** TO DO **
From the exhibition announcement, return the passage starting at "Curators: Małgorzata Kaźmierczak, Arti" and ending at "Wasilewski, Monika Zawadzki.", copied word for word.

Tag Archives: Mary Coble

The Flowers of Evil – an exhibition curated with Arti Grabowski in Sopot, Poland

opening: 28th of September, 19.30
exhibition: 29 September – 13 January 2019

Curators: Małgorzata Kaźmierczak, Arti Grabowski
Artists:  Przemysław Branas, Mary Coble, Deborah Castillo, Dariusz Fodczuk, Nadia Granados, Moshtari Hilal, Fatimah Jawdat, Aleksandra Kubiak, Cecylia Malik/Kolektyw Matki Polki na Wyrębie, Yasmeen Mjalli, Erika Ordos, Bartłomiej Otocki, Petr Pavlensky, Jacek Piotrowicz, Mariusz Sołtysik, Katia Tirado, Mariusz Waras, Andrzej Wasilewski, Monika Zawadzki.

Region outline entries
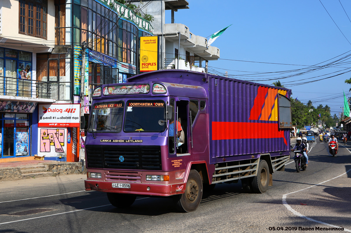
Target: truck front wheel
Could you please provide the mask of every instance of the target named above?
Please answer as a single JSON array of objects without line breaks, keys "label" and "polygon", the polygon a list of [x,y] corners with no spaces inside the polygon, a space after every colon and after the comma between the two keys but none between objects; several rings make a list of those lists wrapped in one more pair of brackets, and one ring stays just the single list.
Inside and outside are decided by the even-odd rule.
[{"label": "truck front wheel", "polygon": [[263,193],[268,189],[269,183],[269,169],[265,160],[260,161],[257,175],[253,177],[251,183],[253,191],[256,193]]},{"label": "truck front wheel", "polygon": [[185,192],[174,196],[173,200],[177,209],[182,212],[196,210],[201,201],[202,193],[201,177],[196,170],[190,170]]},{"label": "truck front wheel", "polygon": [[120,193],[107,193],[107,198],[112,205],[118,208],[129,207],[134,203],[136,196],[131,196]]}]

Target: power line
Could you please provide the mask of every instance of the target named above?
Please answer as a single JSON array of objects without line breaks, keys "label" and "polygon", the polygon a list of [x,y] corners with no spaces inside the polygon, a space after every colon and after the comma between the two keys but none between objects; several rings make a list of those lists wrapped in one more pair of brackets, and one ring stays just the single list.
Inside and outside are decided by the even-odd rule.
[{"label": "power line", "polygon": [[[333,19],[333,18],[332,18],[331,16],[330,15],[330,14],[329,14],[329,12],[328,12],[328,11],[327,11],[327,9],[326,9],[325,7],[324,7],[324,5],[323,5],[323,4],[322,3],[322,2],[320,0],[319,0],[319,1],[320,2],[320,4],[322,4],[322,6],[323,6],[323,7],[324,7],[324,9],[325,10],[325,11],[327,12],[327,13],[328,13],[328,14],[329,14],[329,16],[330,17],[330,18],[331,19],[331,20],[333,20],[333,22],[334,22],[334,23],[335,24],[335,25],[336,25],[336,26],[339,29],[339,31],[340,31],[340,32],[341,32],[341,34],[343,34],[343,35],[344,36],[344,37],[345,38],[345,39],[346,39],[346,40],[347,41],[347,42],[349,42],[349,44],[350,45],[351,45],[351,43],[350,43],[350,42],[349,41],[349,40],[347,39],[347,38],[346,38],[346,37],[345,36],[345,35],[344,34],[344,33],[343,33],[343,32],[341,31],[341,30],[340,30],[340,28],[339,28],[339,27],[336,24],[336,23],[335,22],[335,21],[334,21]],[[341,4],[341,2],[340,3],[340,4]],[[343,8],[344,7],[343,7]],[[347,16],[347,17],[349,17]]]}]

--

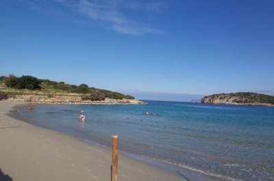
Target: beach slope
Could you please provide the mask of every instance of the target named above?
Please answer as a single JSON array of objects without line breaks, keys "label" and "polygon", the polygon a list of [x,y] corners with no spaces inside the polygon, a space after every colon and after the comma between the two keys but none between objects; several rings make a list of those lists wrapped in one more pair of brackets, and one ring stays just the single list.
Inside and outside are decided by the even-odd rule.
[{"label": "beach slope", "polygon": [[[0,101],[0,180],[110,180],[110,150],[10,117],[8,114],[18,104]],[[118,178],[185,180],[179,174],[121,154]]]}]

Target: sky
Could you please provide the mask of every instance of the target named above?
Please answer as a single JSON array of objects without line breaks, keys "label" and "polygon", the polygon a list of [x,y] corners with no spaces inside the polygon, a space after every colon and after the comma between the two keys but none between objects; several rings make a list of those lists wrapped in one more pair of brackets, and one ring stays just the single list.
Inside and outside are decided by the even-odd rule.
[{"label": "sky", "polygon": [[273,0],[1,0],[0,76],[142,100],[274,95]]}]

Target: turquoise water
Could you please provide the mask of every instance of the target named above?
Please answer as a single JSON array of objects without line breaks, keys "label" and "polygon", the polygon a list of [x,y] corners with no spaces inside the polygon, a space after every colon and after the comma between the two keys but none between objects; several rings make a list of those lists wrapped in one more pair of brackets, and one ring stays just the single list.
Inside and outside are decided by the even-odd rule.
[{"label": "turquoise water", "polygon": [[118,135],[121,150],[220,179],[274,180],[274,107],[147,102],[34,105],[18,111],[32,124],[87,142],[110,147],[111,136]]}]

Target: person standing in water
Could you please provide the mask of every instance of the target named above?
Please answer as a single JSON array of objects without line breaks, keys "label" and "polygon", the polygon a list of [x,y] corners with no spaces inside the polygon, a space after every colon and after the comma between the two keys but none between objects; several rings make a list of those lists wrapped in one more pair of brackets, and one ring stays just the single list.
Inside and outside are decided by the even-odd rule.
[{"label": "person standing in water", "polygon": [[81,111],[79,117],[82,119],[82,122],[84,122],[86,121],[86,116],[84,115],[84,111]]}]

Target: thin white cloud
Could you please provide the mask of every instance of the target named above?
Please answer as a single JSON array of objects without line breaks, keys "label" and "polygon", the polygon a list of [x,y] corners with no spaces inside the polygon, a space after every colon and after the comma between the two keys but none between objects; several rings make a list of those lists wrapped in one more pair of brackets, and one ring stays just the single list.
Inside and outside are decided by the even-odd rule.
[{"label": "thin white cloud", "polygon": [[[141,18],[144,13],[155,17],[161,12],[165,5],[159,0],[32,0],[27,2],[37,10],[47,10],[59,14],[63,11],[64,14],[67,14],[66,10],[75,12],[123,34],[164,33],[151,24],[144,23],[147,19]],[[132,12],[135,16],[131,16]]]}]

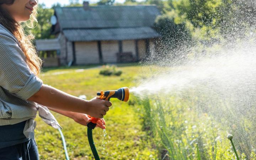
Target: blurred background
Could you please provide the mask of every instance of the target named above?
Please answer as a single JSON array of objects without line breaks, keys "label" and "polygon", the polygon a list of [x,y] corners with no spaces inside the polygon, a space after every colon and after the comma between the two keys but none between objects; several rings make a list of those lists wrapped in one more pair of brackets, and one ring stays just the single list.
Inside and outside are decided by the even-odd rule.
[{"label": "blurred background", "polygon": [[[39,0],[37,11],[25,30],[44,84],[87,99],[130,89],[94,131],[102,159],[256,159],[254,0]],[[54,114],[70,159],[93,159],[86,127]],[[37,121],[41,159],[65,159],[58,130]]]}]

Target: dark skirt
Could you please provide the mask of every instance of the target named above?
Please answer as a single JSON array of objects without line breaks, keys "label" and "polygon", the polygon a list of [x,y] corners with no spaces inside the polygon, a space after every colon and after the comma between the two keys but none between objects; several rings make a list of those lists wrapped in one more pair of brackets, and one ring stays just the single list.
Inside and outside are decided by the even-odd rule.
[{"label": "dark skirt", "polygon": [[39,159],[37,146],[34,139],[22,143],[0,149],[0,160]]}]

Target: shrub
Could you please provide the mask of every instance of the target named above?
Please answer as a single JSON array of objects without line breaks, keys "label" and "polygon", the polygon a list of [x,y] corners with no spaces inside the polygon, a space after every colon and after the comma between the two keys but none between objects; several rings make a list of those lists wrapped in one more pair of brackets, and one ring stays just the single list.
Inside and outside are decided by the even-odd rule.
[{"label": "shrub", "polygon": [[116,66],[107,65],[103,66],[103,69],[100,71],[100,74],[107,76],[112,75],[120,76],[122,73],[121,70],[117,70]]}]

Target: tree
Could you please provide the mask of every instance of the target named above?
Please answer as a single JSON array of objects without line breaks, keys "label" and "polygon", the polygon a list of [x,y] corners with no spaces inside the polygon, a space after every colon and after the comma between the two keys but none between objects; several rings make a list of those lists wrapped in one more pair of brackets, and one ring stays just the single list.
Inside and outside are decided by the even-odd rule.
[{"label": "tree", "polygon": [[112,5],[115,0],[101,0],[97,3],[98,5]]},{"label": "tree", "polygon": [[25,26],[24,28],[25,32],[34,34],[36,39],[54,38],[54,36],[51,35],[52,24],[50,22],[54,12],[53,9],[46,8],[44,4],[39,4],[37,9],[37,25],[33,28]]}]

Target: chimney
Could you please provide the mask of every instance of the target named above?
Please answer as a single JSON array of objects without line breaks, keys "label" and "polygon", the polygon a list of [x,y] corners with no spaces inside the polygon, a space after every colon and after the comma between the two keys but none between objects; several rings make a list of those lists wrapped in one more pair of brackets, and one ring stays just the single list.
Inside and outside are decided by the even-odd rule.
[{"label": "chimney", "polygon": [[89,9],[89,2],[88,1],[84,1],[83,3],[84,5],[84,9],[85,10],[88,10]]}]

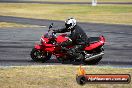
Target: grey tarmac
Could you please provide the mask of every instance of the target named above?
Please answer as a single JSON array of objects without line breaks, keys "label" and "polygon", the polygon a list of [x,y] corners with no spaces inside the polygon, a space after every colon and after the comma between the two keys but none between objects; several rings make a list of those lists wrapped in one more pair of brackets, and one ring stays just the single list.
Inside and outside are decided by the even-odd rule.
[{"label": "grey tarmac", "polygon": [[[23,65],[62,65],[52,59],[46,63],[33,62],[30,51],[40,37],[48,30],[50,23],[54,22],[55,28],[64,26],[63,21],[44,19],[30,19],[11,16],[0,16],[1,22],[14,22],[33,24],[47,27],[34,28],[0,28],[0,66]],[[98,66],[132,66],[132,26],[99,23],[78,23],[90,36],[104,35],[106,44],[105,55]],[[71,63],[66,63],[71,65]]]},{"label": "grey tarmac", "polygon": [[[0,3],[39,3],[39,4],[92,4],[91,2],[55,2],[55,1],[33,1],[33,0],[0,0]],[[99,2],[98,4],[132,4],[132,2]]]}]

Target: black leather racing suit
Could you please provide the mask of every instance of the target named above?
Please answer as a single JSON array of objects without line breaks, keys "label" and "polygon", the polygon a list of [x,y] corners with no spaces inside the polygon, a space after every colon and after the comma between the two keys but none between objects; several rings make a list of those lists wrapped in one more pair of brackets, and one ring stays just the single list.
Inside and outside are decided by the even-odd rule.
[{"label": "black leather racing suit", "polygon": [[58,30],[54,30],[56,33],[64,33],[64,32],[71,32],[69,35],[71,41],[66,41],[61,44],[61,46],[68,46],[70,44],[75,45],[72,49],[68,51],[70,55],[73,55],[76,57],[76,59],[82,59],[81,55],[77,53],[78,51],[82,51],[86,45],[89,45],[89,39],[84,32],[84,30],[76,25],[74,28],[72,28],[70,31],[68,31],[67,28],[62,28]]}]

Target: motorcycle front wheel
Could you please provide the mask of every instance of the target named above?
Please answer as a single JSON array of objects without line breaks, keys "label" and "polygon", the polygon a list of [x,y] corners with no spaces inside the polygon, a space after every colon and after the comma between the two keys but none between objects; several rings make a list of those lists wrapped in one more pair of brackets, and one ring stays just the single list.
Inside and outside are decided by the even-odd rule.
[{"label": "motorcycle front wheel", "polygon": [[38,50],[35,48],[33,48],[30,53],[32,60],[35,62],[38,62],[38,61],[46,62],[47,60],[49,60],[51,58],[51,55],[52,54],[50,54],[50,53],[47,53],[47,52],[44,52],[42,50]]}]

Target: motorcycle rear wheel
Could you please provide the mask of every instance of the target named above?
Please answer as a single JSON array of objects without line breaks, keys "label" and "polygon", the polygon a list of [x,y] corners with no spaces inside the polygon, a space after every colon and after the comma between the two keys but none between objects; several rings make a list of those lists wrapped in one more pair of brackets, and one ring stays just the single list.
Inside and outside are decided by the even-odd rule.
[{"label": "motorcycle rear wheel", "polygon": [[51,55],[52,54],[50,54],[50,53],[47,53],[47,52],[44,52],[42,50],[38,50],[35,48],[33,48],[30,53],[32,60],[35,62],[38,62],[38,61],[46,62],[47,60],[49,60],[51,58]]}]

** THE RESULT **
Curators: Małgorzata Kaźmierczak, Arti Grabowski
Artists:  Przemysław Branas, Mary Coble, Deborah Castillo, Dariusz Fodczuk, Nadia Granados, Moshtari Hilal, Fatimah Jawdat, Aleksandra Kubiak, Cecylia Malik/Kolektyw Matki Polki na Wyrębie, Yasmeen Mjalli, Erika Ordos, Bartłomiej Otocki, Petr Pavlensky, Jacek Piotrowicz, Mariusz Sołtysik, Katia Tirado, Mariusz Waras, Andrzej Wasilewski, Monika Zawadzki.